### Assigned task
What appears from the first line of the records below through the line containing "Please answer as" must be reproduced verbatim.

Stored data entries:

========

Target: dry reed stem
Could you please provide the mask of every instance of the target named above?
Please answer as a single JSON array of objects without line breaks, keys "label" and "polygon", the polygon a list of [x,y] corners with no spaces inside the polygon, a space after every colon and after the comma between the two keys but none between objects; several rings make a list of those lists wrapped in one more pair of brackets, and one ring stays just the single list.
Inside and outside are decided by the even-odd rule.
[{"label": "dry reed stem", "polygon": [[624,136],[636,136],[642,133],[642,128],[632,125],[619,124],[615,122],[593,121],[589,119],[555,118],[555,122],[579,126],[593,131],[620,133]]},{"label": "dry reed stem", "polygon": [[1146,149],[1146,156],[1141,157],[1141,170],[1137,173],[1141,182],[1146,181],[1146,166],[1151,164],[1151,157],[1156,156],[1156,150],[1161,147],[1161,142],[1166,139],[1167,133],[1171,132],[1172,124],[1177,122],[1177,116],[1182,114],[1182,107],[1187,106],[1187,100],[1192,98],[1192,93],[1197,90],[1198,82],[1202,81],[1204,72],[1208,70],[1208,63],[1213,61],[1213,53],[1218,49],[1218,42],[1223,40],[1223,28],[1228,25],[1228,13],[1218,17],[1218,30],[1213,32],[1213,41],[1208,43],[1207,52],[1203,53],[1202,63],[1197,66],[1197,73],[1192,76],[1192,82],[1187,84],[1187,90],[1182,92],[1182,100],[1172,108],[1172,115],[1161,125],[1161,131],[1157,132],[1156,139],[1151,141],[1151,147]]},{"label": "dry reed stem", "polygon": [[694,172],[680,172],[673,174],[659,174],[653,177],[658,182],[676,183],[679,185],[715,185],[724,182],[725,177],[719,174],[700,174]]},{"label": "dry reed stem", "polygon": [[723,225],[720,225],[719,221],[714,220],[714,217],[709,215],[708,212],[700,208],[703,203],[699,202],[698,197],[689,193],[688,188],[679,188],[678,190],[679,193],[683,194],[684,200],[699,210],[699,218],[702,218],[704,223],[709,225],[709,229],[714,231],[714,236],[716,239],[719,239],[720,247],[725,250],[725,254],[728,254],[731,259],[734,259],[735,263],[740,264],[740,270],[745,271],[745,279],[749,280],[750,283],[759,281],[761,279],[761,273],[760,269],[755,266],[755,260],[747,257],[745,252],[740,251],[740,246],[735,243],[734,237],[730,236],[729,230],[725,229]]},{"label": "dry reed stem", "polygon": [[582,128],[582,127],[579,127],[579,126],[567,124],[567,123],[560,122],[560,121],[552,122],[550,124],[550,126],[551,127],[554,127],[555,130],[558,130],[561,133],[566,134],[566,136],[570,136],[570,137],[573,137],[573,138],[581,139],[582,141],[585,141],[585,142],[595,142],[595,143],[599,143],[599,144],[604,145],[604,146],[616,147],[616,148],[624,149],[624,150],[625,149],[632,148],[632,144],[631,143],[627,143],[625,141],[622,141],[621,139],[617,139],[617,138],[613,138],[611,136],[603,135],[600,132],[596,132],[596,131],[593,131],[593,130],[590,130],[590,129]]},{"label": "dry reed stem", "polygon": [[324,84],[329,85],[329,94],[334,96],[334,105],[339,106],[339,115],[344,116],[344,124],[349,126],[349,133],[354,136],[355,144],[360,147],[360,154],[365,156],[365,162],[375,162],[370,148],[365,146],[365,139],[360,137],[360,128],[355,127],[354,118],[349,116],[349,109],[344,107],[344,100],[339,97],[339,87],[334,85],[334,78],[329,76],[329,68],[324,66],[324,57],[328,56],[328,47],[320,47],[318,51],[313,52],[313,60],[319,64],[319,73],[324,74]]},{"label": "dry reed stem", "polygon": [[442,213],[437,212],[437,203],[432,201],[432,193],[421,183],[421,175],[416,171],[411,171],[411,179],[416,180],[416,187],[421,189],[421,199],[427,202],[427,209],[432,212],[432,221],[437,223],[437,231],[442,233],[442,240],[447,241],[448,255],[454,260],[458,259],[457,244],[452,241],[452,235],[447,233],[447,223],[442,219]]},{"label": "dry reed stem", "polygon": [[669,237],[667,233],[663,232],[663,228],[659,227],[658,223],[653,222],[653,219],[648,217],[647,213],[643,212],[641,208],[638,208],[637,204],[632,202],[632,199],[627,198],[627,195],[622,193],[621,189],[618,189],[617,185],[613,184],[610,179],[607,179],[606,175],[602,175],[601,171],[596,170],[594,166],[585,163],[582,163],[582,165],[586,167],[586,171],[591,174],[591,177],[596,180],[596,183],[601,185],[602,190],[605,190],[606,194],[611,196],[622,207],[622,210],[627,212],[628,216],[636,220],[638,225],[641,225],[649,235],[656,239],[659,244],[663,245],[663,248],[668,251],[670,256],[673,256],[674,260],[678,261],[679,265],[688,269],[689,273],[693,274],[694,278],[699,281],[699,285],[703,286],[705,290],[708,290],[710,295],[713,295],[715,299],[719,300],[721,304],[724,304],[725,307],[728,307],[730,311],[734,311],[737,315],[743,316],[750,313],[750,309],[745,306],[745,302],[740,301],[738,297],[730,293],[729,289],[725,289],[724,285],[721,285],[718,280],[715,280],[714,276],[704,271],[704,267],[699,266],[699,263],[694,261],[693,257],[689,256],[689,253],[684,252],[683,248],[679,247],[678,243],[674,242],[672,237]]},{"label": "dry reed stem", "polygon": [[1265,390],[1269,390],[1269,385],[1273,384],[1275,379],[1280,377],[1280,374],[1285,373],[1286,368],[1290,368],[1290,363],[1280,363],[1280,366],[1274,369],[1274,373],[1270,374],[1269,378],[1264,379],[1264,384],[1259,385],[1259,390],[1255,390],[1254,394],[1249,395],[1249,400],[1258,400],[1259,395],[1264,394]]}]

========

### Result of this task
Target: dry reed stem
Could you please provide the mask of every instance of the target named above?
Please answer as a single JSON array of objects without line breaks, keys "label" and "polygon", the polygon a list of [x,y] corners with no spaces inside the polygon, a space after every colon and after the comma between the two keys but none between objects; several rings make a list of those lists wrapped in one more pair of brackets, and one ring stays just the single list.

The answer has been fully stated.